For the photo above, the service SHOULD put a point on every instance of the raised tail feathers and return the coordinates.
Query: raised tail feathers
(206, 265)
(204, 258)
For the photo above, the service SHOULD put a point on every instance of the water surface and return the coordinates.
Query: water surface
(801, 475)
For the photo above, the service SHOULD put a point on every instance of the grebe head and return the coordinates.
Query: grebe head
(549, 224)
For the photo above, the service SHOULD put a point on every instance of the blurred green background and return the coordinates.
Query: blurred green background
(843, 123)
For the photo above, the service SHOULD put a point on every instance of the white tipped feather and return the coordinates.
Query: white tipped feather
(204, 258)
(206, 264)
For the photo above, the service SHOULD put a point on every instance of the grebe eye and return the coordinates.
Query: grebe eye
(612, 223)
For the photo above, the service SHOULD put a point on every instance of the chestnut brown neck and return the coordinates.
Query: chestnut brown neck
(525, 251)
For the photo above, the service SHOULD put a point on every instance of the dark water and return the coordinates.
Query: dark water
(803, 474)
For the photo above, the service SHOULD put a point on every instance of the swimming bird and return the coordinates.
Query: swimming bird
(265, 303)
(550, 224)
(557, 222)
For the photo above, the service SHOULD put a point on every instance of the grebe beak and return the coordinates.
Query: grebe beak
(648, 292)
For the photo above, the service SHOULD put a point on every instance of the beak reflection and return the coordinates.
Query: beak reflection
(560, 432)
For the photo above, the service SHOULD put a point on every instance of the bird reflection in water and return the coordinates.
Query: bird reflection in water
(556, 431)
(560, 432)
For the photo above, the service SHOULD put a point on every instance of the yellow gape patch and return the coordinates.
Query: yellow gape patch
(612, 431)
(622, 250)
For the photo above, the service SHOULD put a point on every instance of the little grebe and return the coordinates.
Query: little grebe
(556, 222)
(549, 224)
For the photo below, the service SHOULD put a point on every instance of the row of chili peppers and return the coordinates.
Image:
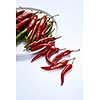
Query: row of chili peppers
(38, 34)
(31, 27)
(47, 48)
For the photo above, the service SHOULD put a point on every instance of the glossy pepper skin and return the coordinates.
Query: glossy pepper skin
(19, 12)
(24, 15)
(64, 71)
(44, 40)
(56, 66)
(50, 53)
(40, 27)
(41, 53)
(62, 54)
(22, 24)
(32, 23)
(33, 31)
(44, 30)
(41, 46)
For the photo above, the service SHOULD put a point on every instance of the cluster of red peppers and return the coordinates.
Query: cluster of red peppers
(36, 33)
(31, 27)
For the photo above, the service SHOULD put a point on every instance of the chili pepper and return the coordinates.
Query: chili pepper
(62, 54)
(19, 12)
(41, 46)
(65, 70)
(44, 30)
(33, 31)
(50, 33)
(44, 40)
(32, 23)
(50, 53)
(60, 64)
(41, 53)
(19, 35)
(22, 24)
(24, 15)
(40, 27)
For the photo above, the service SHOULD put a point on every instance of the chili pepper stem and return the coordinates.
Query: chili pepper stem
(62, 49)
(73, 60)
(75, 50)
(58, 37)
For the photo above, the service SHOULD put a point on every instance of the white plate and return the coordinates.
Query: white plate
(20, 50)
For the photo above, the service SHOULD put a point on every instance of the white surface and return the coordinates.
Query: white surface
(20, 50)
(36, 84)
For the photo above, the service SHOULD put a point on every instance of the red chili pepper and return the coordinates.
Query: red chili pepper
(41, 53)
(44, 30)
(65, 70)
(41, 46)
(18, 21)
(24, 15)
(40, 27)
(62, 54)
(33, 31)
(22, 23)
(56, 66)
(32, 23)
(19, 12)
(44, 40)
(50, 53)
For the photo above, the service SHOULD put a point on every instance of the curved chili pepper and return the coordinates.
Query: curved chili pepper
(50, 53)
(22, 23)
(18, 21)
(24, 15)
(40, 27)
(19, 12)
(44, 30)
(44, 40)
(32, 23)
(56, 66)
(33, 31)
(41, 46)
(41, 53)
(62, 54)
(65, 70)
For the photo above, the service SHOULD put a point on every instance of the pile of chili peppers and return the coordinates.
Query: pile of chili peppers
(38, 34)
(31, 27)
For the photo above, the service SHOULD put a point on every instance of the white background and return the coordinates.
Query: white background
(90, 50)
(36, 84)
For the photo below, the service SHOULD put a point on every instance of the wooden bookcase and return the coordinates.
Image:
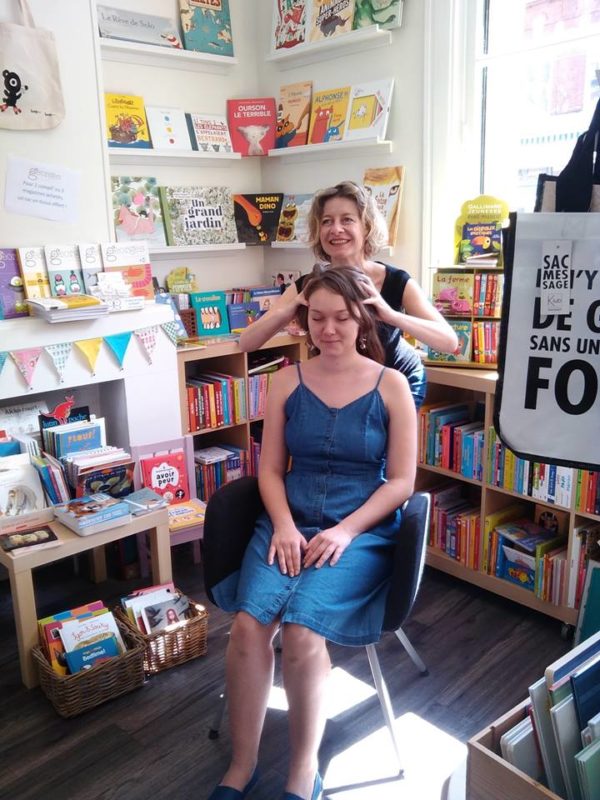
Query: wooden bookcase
(456, 385)
(228, 358)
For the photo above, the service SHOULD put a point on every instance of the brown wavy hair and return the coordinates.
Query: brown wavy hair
(353, 286)
(376, 233)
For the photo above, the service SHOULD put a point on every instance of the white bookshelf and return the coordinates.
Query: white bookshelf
(164, 57)
(343, 45)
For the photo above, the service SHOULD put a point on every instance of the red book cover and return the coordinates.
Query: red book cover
(166, 474)
(252, 123)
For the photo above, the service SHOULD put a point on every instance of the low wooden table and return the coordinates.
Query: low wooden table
(156, 524)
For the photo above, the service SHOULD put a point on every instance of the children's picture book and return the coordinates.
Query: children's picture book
(132, 260)
(240, 315)
(452, 293)
(293, 220)
(369, 109)
(166, 474)
(117, 23)
(137, 210)
(29, 539)
(197, 215)
(64, 269)
(12, 293)
(207, 26)
(289, 23)
(385, 185)
(330, 19)
(209, 133)
(385, 13)
(257, 216)
(183, 515)
(293, 114)
(159, 616)
(126, 124)
(211, 312)
(168, 128)
(21, 489)
(91, 264)
(34, 272)
(252, 123)
(93, 513)
(328, 115)
(464, 331)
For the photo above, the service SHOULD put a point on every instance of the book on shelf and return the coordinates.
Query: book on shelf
(21, 489)
(293, 114)
(126, 124)
(132, 260)
(385, 185)
(93, 513)
(209, 133)
(166, 474)
(330, 19)
(211, 312)
(257, 216)
(198, 215)
(12, 294)
(289, 23)
(168, 128)
(137, 210)
(184, 515)
(252, 122)
(206, 26)
(369, 110)
(386, 14)
(328, 115)
(34, 272)
(118, 23)
(293, 219)
(64, 269)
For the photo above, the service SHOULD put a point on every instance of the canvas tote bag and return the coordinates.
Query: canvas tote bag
(30, 91)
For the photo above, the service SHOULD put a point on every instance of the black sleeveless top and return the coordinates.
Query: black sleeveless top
(399, 354)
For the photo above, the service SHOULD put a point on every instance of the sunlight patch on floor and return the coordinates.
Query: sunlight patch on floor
(430, 756)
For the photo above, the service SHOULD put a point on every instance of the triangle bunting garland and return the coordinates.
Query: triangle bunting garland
(90, 349)
(118, 344)
(26, 361)
(59, 353)
(147, 338)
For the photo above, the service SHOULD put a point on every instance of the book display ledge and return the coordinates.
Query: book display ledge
(458, 385)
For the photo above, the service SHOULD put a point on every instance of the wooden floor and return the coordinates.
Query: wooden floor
(482, 652)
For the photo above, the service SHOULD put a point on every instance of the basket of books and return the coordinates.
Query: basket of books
(73, 694)
(174, 630)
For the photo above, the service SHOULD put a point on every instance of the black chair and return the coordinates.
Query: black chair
(228, 526)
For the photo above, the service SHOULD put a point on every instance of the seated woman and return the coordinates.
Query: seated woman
(319, 562)
(346, 227)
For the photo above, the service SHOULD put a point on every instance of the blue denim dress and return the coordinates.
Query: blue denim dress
(338, 461)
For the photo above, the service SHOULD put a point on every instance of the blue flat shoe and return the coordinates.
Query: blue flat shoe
(228, 793)
(316, 795)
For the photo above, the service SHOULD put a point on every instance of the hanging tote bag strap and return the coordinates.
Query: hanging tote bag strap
(30, 89)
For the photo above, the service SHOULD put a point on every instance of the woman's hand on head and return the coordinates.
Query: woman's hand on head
(328, 545)
(287, 546)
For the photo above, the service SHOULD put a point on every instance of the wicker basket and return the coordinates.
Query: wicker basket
(73, 694)
(165, 649)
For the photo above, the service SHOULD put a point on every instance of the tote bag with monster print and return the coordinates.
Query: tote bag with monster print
(30, 91)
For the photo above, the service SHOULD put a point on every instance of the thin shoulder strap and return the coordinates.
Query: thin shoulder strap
(379, 379)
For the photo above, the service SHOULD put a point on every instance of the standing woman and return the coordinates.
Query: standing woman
(347, 229)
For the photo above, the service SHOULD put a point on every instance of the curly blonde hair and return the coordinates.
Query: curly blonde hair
(353, 286)
(376, 233)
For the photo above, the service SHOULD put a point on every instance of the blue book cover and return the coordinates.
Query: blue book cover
(207, 26)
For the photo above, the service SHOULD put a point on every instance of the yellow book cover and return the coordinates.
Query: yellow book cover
(330, 19)
(126, 124)
(328, 115)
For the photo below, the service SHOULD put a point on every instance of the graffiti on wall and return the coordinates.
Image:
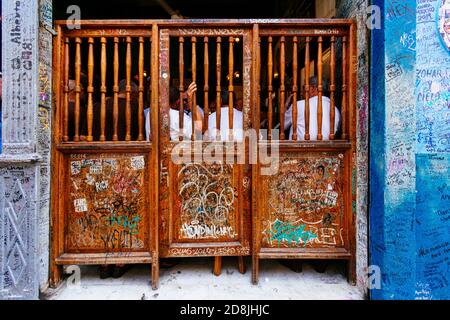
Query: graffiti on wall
(207, 200)
(433, 78)
(444, 22)
(305, 203)
(433, 225)
(106, 208)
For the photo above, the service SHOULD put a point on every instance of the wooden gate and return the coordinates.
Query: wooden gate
(302, 209)
(123, 192)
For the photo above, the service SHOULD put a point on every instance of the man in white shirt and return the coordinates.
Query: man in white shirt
(313, 103)
(238, 121)
(174, 118)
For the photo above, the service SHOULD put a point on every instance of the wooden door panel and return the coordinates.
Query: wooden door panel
(206, 202)
(107, 208)
(304, 205)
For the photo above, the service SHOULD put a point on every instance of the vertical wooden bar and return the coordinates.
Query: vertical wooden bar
(155, 163)
(60, 81)
(141, 90)
(194, 79)
(181, 87)
(206, 86)
(103, 65)
(128, 90)
(270, 87)
(282, 86)
(307, 62)
(320, 88)
(258, 79)
(294, 88)
(76, 136)
(66, 90)
(116, 89)
(344, 87)
(332, 85)
(230, 86)
(218, 85)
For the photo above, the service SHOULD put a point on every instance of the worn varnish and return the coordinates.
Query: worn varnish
(106, 205)
(118, 197)
(304, 207)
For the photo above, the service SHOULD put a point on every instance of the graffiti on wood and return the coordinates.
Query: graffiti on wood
(304, 204)
(207, 201)
(106, 208)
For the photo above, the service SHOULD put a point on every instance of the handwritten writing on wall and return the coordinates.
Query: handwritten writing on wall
(106, 208)
(207, 202)
(20, 75)
(304, 206)
(432, 79)
(433, 226)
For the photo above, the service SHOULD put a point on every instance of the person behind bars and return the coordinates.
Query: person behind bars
(313, 104)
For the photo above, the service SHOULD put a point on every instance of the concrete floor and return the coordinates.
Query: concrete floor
(192, 279)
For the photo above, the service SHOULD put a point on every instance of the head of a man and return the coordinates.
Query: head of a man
(134, 90)
(314, 86)
(174, 98)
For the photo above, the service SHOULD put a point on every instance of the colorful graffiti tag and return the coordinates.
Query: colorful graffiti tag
(106, 209)
(207, 201)
(305, 203)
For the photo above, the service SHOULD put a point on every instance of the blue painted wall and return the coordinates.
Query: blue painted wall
(410, 145)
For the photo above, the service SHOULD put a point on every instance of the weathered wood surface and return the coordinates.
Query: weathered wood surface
(201, 209)
(106, 209)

-.-.-

Extract, exactly, the lines above that begin at the line containing "tag and return the coordinates." and end at the final line of the records; add no other text.

OUTPUT FOR THIS EXERCISE:
For the photo above, the service SHOULD put a point on every instance of the colorful graffiti tag and return the coordinates.
Query: colorful graffiti tag
(106, 209)
(207, 201)
(305, 203)
For the photo above, the service SHOULD put a point on every instance of the blue painted wall and return the coordinates.
Query: blue painted wall
(410, 145)
For the photo above, the service SHOULD put a point on every instance of the weathered wood surface and return the coordinates.
Query: weathered wood surface
(201, 209)
(106, 209)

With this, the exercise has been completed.